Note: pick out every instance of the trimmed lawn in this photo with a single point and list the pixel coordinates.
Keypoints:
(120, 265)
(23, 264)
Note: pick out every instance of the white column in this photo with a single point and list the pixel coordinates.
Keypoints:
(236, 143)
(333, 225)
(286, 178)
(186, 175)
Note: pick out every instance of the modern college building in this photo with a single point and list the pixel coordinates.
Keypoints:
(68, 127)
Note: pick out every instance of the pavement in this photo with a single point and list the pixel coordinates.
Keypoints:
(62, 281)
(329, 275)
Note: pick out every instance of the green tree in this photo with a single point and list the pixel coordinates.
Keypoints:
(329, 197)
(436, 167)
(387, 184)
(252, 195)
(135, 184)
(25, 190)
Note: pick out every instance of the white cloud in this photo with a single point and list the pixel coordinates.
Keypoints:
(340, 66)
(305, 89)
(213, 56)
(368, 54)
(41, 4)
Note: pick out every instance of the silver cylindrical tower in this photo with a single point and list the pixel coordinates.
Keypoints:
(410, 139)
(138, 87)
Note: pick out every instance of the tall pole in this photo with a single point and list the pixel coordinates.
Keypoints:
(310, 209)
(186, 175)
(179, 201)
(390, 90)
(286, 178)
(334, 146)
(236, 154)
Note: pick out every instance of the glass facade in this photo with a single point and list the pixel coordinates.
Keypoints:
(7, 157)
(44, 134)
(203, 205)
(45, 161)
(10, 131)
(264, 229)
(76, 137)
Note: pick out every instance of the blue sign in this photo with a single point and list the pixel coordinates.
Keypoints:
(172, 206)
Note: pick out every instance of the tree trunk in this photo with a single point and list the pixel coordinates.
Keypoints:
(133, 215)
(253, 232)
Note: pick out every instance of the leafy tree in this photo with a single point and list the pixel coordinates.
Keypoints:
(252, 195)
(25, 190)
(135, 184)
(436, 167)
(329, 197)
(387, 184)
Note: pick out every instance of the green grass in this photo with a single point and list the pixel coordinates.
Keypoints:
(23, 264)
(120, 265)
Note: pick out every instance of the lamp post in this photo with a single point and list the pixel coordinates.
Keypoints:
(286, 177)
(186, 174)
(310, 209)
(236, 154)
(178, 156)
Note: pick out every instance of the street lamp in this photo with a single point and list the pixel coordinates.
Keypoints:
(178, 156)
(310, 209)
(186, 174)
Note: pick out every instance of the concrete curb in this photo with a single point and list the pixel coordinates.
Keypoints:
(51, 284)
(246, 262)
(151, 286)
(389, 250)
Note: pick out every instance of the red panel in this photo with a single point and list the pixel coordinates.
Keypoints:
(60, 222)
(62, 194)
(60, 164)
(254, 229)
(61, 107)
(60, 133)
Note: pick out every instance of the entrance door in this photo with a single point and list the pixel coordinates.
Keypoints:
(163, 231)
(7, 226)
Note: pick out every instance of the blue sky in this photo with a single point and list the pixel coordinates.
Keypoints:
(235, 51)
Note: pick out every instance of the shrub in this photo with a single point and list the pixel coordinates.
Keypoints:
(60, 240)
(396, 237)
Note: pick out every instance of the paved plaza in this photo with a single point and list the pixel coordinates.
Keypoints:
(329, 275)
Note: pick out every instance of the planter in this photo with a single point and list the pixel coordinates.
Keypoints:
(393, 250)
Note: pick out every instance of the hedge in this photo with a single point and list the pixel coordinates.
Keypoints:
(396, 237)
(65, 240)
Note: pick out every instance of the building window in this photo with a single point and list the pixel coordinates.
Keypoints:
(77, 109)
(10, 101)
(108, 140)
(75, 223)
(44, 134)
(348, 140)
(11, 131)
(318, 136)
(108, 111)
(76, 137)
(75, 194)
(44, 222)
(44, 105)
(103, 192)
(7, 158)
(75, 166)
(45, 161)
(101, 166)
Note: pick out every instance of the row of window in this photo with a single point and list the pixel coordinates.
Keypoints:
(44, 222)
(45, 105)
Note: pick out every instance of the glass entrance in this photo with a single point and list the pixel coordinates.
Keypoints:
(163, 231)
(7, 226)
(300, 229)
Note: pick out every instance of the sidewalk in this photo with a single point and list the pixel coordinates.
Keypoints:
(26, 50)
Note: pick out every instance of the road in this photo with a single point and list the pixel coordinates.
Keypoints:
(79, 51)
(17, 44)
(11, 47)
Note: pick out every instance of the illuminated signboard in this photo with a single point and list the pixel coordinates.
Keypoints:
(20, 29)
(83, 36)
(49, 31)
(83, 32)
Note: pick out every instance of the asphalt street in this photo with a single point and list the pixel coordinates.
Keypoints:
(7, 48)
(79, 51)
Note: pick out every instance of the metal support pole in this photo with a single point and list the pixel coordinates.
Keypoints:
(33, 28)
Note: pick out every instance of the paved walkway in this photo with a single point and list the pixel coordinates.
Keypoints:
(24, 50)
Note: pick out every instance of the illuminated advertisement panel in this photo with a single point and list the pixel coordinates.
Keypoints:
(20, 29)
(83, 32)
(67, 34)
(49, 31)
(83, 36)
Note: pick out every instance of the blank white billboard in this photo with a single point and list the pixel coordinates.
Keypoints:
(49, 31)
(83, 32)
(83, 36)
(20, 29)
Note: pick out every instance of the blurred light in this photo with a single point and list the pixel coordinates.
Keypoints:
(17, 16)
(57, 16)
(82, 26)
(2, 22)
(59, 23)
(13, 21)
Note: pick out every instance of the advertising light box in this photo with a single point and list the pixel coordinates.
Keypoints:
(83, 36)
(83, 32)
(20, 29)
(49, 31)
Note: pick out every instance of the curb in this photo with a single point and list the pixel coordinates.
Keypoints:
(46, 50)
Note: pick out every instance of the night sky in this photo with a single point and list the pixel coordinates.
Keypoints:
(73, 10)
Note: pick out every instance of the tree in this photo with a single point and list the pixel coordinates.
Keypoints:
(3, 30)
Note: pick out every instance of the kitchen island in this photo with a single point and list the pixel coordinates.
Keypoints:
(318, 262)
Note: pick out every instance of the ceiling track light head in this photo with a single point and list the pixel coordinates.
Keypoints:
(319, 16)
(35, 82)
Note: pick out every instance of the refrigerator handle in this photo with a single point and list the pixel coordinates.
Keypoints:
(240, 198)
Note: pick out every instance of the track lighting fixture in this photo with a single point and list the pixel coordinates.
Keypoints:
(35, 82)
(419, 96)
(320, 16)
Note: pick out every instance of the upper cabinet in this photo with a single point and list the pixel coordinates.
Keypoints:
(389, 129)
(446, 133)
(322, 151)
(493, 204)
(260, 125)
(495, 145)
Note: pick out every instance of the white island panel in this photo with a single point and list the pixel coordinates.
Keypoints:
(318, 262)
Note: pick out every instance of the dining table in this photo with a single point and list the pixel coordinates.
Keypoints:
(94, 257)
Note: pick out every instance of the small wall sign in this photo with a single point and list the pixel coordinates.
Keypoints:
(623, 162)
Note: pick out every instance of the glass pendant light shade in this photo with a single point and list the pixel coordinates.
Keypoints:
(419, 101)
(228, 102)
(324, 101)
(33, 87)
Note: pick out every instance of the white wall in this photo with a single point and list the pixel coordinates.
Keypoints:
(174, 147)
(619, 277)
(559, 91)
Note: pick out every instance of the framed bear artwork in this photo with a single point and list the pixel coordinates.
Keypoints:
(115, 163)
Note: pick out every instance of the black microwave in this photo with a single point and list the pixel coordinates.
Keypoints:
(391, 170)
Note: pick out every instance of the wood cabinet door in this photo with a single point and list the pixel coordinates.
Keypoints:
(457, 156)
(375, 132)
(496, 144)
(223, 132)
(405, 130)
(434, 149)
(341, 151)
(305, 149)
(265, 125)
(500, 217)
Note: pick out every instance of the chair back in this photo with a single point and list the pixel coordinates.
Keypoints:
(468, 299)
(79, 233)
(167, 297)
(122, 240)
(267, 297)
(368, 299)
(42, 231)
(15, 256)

-- -- --

Task to carry out:
Extract the lines above, from the first one through the one containing "Note: pick out every instance of the lamp", and return only those, unchanged.

Reply to the exercise:
Note: pick out every instance of the trimmed lawn in this photo with a single point and list the pixel coordinates.
Keypoints:
(120, 265)
(23, 264)
Note: pick out every instance of the white column in this photo with a single point and list the pixel coordinates.
Keypoints:
(236, 143)
(333, 225)
(286, 178)
(186, 175)
Note: pick out every instance of the modern college building in this photo with a single point and list the pixel coordinates.
Keypoints:
(68, 127)
Note: pick out every instance of the pavement in this photo with a single point and list the pixel coordinates.
Keypoints:
(62, 281)
(329, 275)
Note: pick out every instance of the green tree in this photo with a single point and list the pixel coordinates.
Keypoints:
(329, 197)
(436, 167)
(387, 184)
(252, 195)
(135, 184)
(25, 190)
Note: pick out every instance of the white cloud in this photo with a single point and list the pixel coordinates.
Keypoints:
(340, 66)
(305, 89)
(213, 56)
(368, 54)
(41, 4)
Note: pick out every instance of the silver cylindrical tower in this photo with a single point and list the pixel coordinates.
Keypoints:
(410, 139)
(138, 87)
Note: pick out every instance of the tall pole in this photo with a single point and list the pixel coordinates.
Keypoints:
(310, 209)
(186, 175)
(179, 201)
(390, 90)
(286, 178)
(334, 146)
(236, 154)
Note: pick out every instance of the glass facade in this photo with a single point and list the pixel coordinates.
Keypoints:
(7, 157)
(44, 134)
(203, 205)
(45, 161)
(10, 131)
(264, 229)
(76, 137)
Note: pick out every instance of the blue sign in this photo with a single point and list the pixel coordinates.
Keypoints:
(172, 206)
Note: pick out every instance of the tree trunk in this photo with a single point and list the pixel coordinates.
Keypoints:
(133, 215)
(253, 232)
Note: pick out every instance of the leafy tree in this photo with a single point and list the pixel coordinates.
Keypoints:
(252, 195)
(25, 190)
(135, 184)
(436, 167)
(329, 197)
(387, 184)
Note: pick out every instance of the green grass in this photo with a single point and list the pixel coordinates.
Keypoints:
(23, 264)
(120, 265)
Note: pick out every instance of the lamp post in this photo with a single point and list the pixel coordinates.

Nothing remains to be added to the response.